Task instructions: From the material below, give the number of lines that hold the string "island" and nothing further.

Provided data:
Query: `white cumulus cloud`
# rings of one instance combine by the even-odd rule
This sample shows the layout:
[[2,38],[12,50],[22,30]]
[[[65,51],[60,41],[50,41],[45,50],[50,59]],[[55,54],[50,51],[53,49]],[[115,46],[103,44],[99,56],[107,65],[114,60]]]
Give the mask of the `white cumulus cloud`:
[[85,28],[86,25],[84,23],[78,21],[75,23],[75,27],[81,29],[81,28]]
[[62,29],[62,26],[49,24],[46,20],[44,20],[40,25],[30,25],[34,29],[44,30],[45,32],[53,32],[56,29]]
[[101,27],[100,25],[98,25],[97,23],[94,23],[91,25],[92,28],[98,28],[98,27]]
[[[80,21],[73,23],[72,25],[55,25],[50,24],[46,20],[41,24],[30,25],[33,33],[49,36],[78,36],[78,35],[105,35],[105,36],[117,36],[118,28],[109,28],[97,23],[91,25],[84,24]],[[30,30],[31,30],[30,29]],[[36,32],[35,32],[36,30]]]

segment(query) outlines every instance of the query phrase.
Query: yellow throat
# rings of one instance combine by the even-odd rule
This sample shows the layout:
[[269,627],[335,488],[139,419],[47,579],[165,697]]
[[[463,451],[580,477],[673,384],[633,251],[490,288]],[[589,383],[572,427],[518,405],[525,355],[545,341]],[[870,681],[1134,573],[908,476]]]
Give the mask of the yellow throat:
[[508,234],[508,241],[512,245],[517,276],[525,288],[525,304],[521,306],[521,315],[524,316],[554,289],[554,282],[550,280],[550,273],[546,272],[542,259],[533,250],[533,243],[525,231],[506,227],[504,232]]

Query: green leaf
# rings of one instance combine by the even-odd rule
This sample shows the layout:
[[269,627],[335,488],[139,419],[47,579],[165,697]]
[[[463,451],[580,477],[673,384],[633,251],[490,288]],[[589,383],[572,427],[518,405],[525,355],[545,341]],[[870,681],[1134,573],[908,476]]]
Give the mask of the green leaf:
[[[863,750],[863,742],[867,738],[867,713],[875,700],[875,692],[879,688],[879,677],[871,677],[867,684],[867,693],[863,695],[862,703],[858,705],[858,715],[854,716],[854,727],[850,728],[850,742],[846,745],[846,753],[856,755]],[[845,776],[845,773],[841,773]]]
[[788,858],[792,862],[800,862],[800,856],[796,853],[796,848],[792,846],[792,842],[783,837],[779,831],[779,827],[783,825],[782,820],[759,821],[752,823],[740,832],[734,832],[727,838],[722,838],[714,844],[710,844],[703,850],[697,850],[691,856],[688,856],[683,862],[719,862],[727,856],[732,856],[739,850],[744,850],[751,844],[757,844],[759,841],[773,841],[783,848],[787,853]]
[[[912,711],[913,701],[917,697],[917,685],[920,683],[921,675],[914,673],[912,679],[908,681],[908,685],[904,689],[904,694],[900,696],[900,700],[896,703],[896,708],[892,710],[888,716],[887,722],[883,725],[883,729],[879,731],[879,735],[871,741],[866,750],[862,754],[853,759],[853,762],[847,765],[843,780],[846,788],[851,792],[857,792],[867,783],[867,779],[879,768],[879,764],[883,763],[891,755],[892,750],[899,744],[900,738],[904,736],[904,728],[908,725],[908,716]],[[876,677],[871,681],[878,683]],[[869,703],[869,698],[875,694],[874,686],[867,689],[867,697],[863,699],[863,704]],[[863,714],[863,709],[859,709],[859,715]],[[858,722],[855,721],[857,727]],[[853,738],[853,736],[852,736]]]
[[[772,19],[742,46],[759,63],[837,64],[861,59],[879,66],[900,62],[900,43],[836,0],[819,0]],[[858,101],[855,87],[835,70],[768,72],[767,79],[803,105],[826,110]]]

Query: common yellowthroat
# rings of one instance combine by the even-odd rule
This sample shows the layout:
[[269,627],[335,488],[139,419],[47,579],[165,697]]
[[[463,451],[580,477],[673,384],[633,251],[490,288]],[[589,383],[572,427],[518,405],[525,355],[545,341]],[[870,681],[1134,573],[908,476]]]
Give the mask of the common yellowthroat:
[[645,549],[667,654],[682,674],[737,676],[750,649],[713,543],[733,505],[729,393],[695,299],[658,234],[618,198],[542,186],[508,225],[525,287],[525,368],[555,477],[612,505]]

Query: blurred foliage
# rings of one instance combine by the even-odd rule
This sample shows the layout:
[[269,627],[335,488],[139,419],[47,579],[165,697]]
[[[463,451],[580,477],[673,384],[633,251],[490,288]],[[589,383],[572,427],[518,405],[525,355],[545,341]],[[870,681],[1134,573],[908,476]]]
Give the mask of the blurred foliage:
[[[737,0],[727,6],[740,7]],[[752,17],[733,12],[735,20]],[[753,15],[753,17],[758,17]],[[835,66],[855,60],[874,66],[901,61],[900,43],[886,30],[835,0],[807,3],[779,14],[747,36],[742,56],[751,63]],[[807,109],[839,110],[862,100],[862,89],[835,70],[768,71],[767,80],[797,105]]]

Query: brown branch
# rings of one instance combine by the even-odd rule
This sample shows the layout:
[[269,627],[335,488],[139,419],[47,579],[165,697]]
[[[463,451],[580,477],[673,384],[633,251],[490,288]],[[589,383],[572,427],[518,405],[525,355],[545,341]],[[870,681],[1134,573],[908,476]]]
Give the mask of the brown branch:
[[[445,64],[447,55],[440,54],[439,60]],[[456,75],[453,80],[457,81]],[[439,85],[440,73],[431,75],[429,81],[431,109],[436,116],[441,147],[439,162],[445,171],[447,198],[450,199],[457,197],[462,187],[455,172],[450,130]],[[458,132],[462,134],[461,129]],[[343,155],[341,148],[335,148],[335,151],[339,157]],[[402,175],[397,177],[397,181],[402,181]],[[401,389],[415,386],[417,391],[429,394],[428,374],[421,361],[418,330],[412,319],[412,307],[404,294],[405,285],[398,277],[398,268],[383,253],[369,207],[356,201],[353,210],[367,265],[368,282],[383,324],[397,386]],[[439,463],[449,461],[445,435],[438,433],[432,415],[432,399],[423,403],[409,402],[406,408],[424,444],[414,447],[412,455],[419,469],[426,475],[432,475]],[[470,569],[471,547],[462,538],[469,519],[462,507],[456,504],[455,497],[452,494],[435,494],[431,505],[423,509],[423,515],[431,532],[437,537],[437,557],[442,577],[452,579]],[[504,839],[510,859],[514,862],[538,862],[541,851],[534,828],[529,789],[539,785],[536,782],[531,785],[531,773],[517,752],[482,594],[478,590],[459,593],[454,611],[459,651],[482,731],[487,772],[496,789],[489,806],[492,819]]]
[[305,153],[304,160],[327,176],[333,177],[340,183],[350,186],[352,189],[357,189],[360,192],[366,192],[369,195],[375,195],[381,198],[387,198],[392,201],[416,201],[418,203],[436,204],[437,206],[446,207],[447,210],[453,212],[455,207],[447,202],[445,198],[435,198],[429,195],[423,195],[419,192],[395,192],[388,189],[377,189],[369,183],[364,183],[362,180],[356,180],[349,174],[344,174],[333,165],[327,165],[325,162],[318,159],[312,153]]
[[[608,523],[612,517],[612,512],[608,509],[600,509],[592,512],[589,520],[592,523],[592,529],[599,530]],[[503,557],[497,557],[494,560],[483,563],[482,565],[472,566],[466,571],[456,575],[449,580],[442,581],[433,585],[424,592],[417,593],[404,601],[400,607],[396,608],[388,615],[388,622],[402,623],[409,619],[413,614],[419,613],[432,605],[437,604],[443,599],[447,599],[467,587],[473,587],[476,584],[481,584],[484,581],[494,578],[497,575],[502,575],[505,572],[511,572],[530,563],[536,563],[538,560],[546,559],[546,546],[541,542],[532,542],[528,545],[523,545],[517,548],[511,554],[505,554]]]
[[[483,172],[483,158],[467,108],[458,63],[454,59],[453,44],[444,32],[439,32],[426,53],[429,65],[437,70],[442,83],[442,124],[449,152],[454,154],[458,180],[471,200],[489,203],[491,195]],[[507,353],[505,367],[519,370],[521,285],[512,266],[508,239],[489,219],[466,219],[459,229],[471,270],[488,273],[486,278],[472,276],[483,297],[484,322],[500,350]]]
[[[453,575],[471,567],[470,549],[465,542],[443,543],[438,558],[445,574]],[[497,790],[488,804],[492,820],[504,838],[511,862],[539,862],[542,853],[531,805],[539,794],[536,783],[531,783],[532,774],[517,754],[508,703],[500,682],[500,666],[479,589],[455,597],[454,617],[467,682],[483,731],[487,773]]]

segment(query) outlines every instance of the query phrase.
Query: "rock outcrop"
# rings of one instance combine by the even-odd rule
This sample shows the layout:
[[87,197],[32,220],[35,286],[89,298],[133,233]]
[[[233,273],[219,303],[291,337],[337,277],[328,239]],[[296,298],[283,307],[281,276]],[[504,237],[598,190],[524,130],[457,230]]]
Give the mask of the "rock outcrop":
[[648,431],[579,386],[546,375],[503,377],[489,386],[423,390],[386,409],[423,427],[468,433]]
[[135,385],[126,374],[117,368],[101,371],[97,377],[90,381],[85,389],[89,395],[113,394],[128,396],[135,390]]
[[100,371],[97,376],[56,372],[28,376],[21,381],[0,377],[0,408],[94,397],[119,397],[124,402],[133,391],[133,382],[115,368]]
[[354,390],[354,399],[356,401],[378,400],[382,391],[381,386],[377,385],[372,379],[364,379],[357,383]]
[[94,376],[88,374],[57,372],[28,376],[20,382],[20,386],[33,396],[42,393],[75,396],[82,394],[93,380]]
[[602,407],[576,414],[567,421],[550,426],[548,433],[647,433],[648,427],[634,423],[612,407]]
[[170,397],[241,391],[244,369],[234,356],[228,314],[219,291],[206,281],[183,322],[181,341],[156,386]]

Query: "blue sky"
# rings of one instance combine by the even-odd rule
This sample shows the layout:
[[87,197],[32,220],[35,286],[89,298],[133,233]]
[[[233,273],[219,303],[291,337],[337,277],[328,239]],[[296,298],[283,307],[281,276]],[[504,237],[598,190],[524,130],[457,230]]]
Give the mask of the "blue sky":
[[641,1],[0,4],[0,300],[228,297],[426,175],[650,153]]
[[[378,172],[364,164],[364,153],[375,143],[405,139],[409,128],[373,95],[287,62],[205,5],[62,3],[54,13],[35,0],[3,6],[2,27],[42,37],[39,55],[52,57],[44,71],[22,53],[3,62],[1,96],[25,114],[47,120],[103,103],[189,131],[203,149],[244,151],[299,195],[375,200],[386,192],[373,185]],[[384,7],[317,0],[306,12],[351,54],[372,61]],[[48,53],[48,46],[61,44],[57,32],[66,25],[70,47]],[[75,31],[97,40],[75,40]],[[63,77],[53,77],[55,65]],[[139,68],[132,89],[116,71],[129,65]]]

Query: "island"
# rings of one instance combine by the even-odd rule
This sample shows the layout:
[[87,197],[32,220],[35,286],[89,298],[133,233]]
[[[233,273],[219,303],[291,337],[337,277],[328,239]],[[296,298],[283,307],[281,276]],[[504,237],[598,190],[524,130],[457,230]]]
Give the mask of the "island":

Solution: 2